[Exercise input]
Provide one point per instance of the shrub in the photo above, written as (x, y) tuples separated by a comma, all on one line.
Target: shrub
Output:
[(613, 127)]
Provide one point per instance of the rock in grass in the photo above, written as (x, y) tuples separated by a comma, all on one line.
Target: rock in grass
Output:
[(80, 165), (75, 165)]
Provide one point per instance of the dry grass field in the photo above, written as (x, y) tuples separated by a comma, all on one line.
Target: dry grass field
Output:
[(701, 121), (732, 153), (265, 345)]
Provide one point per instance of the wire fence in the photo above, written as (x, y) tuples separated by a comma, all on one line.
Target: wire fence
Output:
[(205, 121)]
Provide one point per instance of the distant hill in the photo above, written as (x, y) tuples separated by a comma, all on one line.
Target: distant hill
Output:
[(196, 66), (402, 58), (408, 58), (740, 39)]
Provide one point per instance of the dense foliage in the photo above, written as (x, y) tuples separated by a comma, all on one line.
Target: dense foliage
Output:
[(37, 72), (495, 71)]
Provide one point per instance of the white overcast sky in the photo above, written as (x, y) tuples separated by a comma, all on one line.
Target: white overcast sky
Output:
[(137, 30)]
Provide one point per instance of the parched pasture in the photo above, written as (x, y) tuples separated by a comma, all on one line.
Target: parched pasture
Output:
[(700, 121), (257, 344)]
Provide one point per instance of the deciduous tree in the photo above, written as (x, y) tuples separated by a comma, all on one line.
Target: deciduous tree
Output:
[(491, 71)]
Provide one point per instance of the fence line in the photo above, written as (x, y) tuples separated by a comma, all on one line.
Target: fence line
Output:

[What is asked] Please write out all the rows above again, replacing "tuples" with "pairs" wherever it occurs and leaving everything else unchanged.

[Full solution]
Provide one point per instance of the shrub in the photo above, written as (x, y) pairs separated by a comma, all on one line.
Target: shrub
Output:
[(613, 127)]
Provide one point per instance of the rock in grass in the photo above, written as (x, y) pairs separated by a comma, all on one line.
Target: rock in grass
Output:
[(80, 165), (75, 165)]
Provide one point per instance of the dry grass field in the photo above, written as (x, y) pairs separated by a comma, all on one line.
Target: dry grass field
Output:
[(701, 121), (732, 153), (265, 345)]
Provide one point per instance of the wire fence in the photo above, written as (x, y) pairs separated by a comma, all on one line.
Target: wire fence
Output:
[(205, 121)]
Provide one point per instance of the distant hill in the photo above, written as (x, y) pairs separated by a comma, all on one line.
Target: distant hill
Output:
[(196, 66), (402, 58), (408, 58), (740, 39)]
Provide one point per instance of the dense foliage in the photo above, written as (x, y) pairs separated by a comma, all on one line.
Target: dense foliage
Output:
[(37, 72), (495, 71)]
Provide one point per instance of the white overcast sky in the photo above, written as (x, y) pairs separated by a comma, all on one line.
Target: white overcast sky
Output:
[(137, 30)]
Provide one point per instance of the parched pasture in the photo above, written as (x, y) pairs separated by a comma, all on one line.
Target: parched pasture
Output:
[(700, 121), (257, 344)]
Provide one point per instance of the deciduous tree in the photo above, written as (x, y) pairs separated by a comma, all on one line.
Target: deciduous tree
Output:
[(491, 71)]
Provide one point per instance of the fence line in the photo above, written as (x, y) pairs separated by a comma, all on one line.
Target: fence line
Output:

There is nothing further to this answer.